RAW RECORDS ::
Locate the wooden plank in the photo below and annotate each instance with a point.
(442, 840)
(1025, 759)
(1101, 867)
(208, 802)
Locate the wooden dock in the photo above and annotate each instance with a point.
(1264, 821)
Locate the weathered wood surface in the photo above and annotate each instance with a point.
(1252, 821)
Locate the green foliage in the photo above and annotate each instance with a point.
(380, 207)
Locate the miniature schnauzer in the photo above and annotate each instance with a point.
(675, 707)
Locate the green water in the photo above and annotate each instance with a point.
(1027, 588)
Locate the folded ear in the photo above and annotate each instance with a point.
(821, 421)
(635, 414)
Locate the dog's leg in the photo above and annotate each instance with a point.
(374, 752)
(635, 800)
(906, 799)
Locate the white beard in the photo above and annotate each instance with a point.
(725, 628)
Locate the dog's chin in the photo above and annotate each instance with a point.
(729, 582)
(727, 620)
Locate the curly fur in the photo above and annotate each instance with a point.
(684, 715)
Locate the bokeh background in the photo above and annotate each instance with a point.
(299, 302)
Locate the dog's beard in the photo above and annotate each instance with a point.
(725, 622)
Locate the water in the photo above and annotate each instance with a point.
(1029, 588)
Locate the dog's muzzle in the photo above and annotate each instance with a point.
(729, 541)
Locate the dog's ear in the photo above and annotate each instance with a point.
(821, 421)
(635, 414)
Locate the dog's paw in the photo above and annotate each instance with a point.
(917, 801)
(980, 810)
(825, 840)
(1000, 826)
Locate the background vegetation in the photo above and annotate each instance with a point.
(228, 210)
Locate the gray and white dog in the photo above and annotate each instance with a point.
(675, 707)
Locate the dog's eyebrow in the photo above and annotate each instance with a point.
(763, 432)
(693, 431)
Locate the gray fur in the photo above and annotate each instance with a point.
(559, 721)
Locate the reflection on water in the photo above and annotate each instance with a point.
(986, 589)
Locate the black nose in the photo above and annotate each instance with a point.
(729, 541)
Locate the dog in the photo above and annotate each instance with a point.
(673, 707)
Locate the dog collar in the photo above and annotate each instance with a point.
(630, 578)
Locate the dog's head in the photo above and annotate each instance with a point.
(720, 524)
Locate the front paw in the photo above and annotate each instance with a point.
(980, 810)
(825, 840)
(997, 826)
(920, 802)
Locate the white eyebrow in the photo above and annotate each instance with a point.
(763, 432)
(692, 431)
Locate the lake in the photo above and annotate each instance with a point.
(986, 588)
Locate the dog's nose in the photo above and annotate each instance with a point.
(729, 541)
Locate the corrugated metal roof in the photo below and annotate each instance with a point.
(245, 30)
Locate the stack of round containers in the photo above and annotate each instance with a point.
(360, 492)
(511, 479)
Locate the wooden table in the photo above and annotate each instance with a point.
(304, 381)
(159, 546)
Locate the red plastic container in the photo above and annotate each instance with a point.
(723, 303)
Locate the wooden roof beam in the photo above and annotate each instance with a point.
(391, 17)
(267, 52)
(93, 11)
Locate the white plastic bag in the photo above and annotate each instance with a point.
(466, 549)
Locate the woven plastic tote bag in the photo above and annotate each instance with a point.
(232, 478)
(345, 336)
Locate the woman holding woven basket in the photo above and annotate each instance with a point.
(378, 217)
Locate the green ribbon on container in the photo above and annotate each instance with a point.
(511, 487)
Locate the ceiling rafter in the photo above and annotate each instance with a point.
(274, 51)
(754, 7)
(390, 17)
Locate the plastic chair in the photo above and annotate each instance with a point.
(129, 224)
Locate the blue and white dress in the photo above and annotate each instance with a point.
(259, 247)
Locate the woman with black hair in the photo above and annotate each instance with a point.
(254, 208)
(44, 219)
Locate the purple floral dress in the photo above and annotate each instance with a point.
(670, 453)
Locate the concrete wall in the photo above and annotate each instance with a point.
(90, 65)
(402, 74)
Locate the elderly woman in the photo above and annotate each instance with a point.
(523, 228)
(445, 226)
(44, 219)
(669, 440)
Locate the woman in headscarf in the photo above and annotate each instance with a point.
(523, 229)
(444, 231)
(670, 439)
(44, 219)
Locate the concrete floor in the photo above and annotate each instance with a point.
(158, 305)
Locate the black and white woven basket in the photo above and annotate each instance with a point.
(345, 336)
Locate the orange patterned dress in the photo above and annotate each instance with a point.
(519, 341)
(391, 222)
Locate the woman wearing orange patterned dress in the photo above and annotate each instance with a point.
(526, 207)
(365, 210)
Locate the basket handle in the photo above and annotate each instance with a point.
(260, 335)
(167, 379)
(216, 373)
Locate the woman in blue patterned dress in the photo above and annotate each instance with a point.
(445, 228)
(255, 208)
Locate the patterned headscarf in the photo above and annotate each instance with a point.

TO BE DONE ::
Rewrite all of the rows above as a numbered list, leaving out any blank lines.

PROBLEM SOLUTION ::
1. Locate the wooden plank in the photo below and annotate each instance with a point.
2. (442, 840)
3. (1025, 759)
4. (1101, 867)
5. (208, 802)
6. Locate the wooden dock in the photo above and annotate each instance with a point.
7. (1264, 821)
8. Locate the weathered wood surface in the photo above and annotate each instance with a point.
9. (1252, 821)
10. Locate the green foliage in the photo above and annotate each instance with a point.
11. (380, 207)
12. Locate the miniature schnauzer in the photo above and annotate each instance with a point.
13. (675, 707)
14. Locate the green water in the photo above and annotate each instance with a point.
15. (1027, 588)
16. Locate the folded ear in the photo above and annotate each instance with a point.
17. (821, 421)
18. (635, 414)
19. Locate the dog's leg in the photo above and annotate each instance with a point.
20. (374, 752)
21. (635, 800)
22. (906, 799)
23. Locate the white beard in the photo above and annotate each instance with a point.
24. (725, 628)
25. Locate the dog's chin in the photo above and annotate each instance with a point.
26. (729, 582)
27. (727, 620)
28. Locate the curly fur in the photo above and annotate each instance with a point.
29. (684, 715)
30. Locate the bokeh background in the photo above and annotate each instance with a point.
31. (299, 302)
32. Locate the dog's beard in the photo above and annotate each instance with a point.
33. (725, 622)
34. Locate the water in the photo above and annotate each instance with a point.
35. (1029, 588)
36. Locate the dog's muzzle in the photo above and annotate each instance with a point.
37. (729, 541)
38. Locate the dog's ear in the photo above and annotate each instance with a point.
39. (821, 421)
40. (635, 414)
41. Locate the dog's paw in the photo above and annotate each instance with a point.
42. (917, 801)
43. (980, 810)
44. (825, 840)
45. (1000, 826)
46. Locate the background vegetation in the photo above and annotate each instance with a point.
47. (228, 210)
48. Locate the gray and white dog in the photo above and annotate each instance with a point.
49. (675, 707)
50. Locate the dog's eyebrow in the photo above and annotate each instance with a point.
51. (763, 432)
52. (693, 431)
53. Locate the gray fur in the photo above and annotate each instance with a point.
54. (559, 721)
55. Locate the reflection on water in the photo above and annotate each instance with a point.
56. (986, 589)
57. Locate the black nose in the photo above and annotate each instance with a point.
58. (729, 541)
59. Locate the dog in the photo above and annotate each instance with a point.
60. (673, 707)
61. Locate the dog collar in the photo above and annotate each instance with a point.
62. (630, 578)
63. Locate the dog's head in the photo above and annotate each instance with a point.
64. (720, 524)
65. Locate the front paw in the photo above and annotate each instance with a point.
66. (980, 810)
67. (825, 840)
68. (997, 826)
69. (920, 802)
70. Locate the white eyebrow in the photo above and annotate each instance with a point.
71. (763, 432)
72. (692, 431)
73. Locate the lake in the photo above and annotate each instance with a point.
74. (986, 588)
75. Locate the dog's nose in the photo above and annotate each instance with a point.
76. (729, 541)
77. Locate the corrugated metal roof in the photo below and annotate each instance with a point.
78. (245, 30)
79. Locate the stack of round containers in the photo above and annotate each instance with a point.
80. (360, 492)
81. (511, 479)
82. Locate the wooden table in the photo above and annotate each instance with a point.
83. (304, 381)
84. (159, 546)
85. Locate the red plastic container in the photo above and annotate each instance with a point.
86. (723, 303)
87. Locate the wooden roof beam in the photo above and annotate each instance with a point.
88. (391, 17)
89. (267, 52)
90. (93, 11)
91. Locate the white plastic bag in the photo above and annotate each instance with a point.
92. (466, 549)
93. Locate the woven plastic tote bag in the photo above and annotate each instance with a point.
94. (232, 478)
95. (345, 336)
96. Locate the woman holding woven basket in the photo above and annotate each instance with a point.
97. (378, 217)
98. Locate the green ribbon on container in the photo above and annotate each instance with a point.
99. (511, 487)
100. Locate the ceiling rafter in the photo above and annotate each instance with a point.
101. (274, 51)
102. (754, 7)
103. (390, 17)
104. Locate the plastic chair in the photo above and annotate each instance with a point.
105. (129, 224)
106. Locate the blue and white dress in the photo above and annotate each instance with a point.
107. (259, 247)
108. Locate the woman with black hair in the photo above and annotate each instance with a point.
109. (254, 208)
110. (44, 219)
111. Locate the purple floral dress in the photo above and annotate each instance with a point.
112. (670, 453)
113. Locate the concrete wall in the photo above and annotate each instance with a point.
114. (90, 65)
115. (402, 74)
116. Locate the elderly woman in the photo above and annotate each instance with a point.
117. (523, 228)
118. (445, 226)
119. (44, 219)
120. (669, 440)
121. Locate the woman in headscarf in the photo above and annotate each instance with a point.
122. (523, 229)
123. (444, 231)
124. (670, 439)
125. (44, 219)
126. Locate the concrete floor in the photo above and annotate each instance with a point.
127. (158, 305)
128. Locate the black and white woven basket in the photo above and annotate each instance with a point.
129. (345, 336)
130. Locate the orange patterned dress in the photo above and annotate each instance with a point.
131. (519, 341)
132. (391, 222)
133. Locate the woman wearing orange patterned dress in the photo above and annotate each instance with a point.
134. (526, 207)
135. (365, 210)
136. Locate the basket handle in the photo above and annotate each instance with a point.
137. (260, 335)
138. (167, 379)
139. (216, 373)
140. Locate the woman in blue patterned dress in the photo above and annotate each instance with a point.
141. (445, 228)
142. (255, 208)
143. Locate the patterned headscarf in the photo above and annotate each instance with a point.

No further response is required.